(Exercise requirements) Please reproduce the records starting at the line that contains "The component shall identify every instance of the boat" and ending at the end of the records, keeping every line, requests included. Scale each point coordinate in the answers by 1.7 and round to whole numbers, with halves rounding up.

(Dataset records)
━━━━━━
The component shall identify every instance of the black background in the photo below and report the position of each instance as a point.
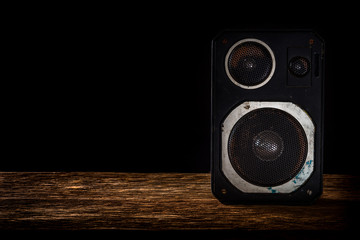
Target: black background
(127, 88)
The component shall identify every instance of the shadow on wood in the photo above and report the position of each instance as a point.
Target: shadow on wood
(159, 201)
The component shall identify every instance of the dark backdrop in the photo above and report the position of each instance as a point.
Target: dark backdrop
(127, 88)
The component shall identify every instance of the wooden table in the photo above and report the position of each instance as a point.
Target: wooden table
(160, 201)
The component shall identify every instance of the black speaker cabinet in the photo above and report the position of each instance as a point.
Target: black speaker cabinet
(267, 116)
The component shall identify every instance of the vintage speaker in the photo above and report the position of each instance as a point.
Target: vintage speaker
(267, 116)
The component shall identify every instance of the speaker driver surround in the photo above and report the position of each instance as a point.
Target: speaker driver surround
(267, 146)
(250, 63)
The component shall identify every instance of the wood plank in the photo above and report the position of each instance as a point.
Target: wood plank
(159, 201)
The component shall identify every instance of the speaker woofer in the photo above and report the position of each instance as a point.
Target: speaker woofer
(250, 63)
(267, 145)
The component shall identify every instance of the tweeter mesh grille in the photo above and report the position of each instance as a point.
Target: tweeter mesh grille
(267, 147)
(250, 63)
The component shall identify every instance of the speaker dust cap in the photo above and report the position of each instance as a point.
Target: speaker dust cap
(250, 63)
(267, 147)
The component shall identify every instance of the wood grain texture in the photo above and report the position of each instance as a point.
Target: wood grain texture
(159, 201)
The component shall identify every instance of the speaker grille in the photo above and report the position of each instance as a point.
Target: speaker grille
(250, 63)
(267, 147)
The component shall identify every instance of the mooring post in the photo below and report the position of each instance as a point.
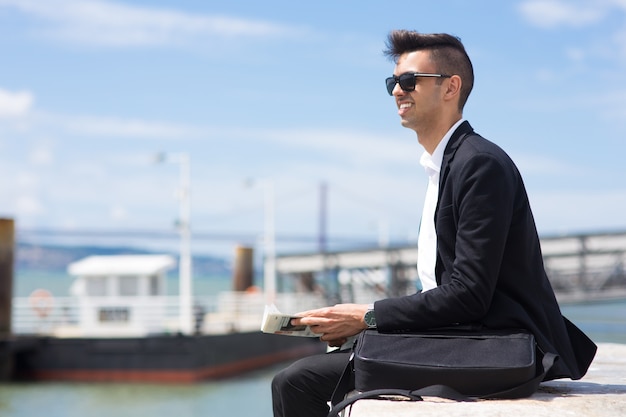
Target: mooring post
(7, 244)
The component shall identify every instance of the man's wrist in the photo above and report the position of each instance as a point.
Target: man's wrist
(370, 317)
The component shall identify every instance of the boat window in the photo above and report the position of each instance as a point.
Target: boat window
(154, 285)
(129, 285)
(96, 286)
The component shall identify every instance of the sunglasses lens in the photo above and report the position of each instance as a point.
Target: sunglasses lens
(407, 82)
(391, 84)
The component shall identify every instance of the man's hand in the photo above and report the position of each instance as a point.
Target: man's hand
(335, 323)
━━━━━━
(Solution to the problem)
The component shall identify every instance of the boat window in the photo above and report the position of each instance as a point.
Target: boat window
(262, 485)
(219, 485)
(163, 486)
The component shall identify every instance of the sunglasses lens in the photo above and report the position of each instance as a point.
Target: sunglasses lens
(692, 139)
(665, 143)
The component shall identify every instance of the man's hand in the photo above and report the position of each instance as a point.
Target: man's hand
(570, 549)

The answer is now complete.